(Dataset entries)

■ ■ ■

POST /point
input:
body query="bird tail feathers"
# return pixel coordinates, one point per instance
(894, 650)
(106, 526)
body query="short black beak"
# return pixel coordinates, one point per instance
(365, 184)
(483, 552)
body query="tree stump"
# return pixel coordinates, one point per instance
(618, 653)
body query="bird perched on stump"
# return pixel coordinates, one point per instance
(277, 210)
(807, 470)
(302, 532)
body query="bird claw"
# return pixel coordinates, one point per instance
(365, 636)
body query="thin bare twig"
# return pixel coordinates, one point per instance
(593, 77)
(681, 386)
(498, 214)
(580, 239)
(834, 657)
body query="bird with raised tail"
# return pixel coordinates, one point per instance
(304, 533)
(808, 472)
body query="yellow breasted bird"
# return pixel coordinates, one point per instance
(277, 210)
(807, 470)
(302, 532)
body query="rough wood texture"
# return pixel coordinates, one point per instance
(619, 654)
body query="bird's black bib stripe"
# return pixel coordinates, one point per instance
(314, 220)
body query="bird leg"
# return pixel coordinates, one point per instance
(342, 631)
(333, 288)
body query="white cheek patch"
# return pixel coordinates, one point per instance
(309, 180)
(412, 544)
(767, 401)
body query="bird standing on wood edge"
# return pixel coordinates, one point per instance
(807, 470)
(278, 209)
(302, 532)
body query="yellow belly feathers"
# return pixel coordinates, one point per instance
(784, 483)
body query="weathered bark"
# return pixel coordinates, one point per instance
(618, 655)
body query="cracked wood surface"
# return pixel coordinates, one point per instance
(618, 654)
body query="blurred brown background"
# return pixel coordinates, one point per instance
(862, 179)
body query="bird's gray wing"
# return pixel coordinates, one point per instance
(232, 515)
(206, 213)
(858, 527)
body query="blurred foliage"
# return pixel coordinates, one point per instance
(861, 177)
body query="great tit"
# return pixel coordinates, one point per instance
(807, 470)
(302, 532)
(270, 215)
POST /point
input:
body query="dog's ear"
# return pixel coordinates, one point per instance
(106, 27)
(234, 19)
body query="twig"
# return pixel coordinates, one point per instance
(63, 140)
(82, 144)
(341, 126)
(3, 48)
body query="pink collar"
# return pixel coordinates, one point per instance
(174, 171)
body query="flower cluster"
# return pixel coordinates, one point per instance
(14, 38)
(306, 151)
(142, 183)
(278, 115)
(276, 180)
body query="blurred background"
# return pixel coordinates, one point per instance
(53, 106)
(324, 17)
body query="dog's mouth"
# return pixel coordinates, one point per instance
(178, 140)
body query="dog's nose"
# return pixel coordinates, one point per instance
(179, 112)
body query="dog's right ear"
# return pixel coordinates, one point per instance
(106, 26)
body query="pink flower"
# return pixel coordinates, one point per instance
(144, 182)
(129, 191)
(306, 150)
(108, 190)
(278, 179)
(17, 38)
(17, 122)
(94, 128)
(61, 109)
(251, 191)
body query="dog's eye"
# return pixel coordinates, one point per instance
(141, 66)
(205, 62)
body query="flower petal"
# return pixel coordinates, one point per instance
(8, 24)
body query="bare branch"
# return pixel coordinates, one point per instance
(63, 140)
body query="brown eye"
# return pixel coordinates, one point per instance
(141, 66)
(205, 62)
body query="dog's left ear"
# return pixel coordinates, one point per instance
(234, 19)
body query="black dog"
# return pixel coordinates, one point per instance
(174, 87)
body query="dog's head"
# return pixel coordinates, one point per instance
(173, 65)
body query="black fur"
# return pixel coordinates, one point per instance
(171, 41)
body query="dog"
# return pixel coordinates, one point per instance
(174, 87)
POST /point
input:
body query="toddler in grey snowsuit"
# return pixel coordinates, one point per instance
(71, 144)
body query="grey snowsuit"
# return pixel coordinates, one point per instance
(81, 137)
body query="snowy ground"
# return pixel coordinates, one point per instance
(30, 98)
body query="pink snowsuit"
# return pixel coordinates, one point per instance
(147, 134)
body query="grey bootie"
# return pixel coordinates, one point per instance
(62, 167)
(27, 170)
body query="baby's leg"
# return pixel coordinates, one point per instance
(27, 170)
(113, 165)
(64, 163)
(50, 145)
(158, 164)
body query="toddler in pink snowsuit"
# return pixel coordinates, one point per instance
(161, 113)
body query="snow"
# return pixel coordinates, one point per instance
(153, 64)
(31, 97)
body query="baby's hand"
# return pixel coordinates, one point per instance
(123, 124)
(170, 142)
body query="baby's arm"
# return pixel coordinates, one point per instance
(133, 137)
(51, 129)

■ ■ ■

EXERCISE INSTRUCTIONS - Look through the entries above and list every line containing "toddler".

EXERCISE SOLUTION -
body query="toddler in grey snowsuit"
body query="toddler in pink snowsuit"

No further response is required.